REQUIRED TASK 1:
Format every line of the records below as a Markdown table with the columns "Row" and "Line", numbering each line and omitting blank lines.

SOURCE EXTRACT:
/---
Agrawal et al. [8] and Chatfield et al. [9] studied the influence of fixed and stochastic lead time and information sharing on the bullwhip effect. Cannella et al. [10,11,12,13,14] investigated the inventory policies in multi-echelon supply chains by simulation, and the case with collaboration in supply chains is also discussed. Furthermore, they conducted research of the bullwhip effect in closed-loop supply chains. Not only the information sharing was discussed, but the information exchange was also studied by Trapero et al. [15].
Ciancimino et al. [16] presented a new mathematical model of a Synchronised Supply Chain to mitigate the bullwhip effect. Dominguez et al. [17,18] found that the bullwhip can be considerably reduced by collaboration or the smoothing replenishment rules in divergent supply chain networks.
Luong and Phien measured the bullwhip effect with the AR(2) and AR(p) demand model. For the two-stage supply chain, Duc et al. [19] applied the first-order auto-regressive and moving average (ARMA (1, 1)) demand process to the two echelon supply chain model, and the effects of parameters on the bullwhip effect were analyzed.
Ma et al. [20] investigated a two-level supply chain in which the demand is price sensitive, while the price follows a first-order autoregressive pricing process. Wang et al. [21] further investigated the case with price-sensitive demand and information sharing to probe into the bullwhip effect. Ma et al. [22] expanded the single supply chain to the two parallel supply chains and gave the expressions of these two kinds of bullwhip effects.
A large amount of literature on supply chain chaos sprang up. Larsen et al. [23] showed how the cascaded structure of a production–distribution chain can produce a wide variety of dynamic behaviors. Hwarng [24,25] interpreted the supply chain dynamic from a perspective of chaos. Mosekilde et al. [26] devoted their research to the non-linear dynamic phenomena of the beer model. Wang and Disney et al. [27,28] discussed the stability and oscillatory dynamics of the inventory system.
Similar to what Ma et al. [20,22] have done, we also import in price-sensitive demand in the supply chain. First, we assume that the two retailers both employ the AR (1) demand process, and both use the MMSE method, which is easy to be used to forecast the lead-time demand. Then, we build the price game model according to the marginal profits and the bounded rationality adjustment mechanism. The evolution characteristics of the price game model are investigated. The game system goes through the stable state, period-doubling, and chaos with the increase of the price adjustment speed. The bullwhip effect and inventory variance ratio in three states are presented, respectively, through the results of experiment design. We also research the effect of the price adjustment speed on the bullwhip effect and inventory variance ratio.
\---
REQUIRED TASK 2:
Retype the stretch of the bullwhip-effect passage from "Luong and Phien" through "of bullwhip effects.", keeping every word and mark unchanged.

INFORMATION PROVIDED:
/---
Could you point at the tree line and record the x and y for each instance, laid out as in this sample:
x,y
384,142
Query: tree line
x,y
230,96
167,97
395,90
\---
EXERCISE OUTPUT 1:
| Row | Line |
|---|---|
| 1 | Could you point at the tree line and record the x and y for each instance, laid out as in this sample: |
| 2 | x,y |
| 3 | 384,142 |
| 4 | Query: tree line |
| 5 | x,y |
| 6 | 230,96 |
| 7 | 167,97 |
| 8 | 395,90 |

EXERCISE OUTPUT 2:
Luong and Phien measured the bullwhip effect with the AR(2) and AR(p) demand model. For the two-stage supply chain, Duc et al. [19] applied the first-order auto-regressive and moving average (ARMA (1, 1)) demand process to the two echelon supply chain model, and the effects of parameters on the bullwhip effect were analyzed.
Ma et al. [20] investigated a two-level supply chain in which the demand is price sensitive, while the price follows a first-order autoregressive pricing process. Wang et al. [21] further investigated the case with price-sensitive demand and information sharing to probe into the bullwhip effect. Ma et al. [22] expanded the single supply chain to the two parallel supply chains and gave the expressions of these two kinds of bullwhip effects.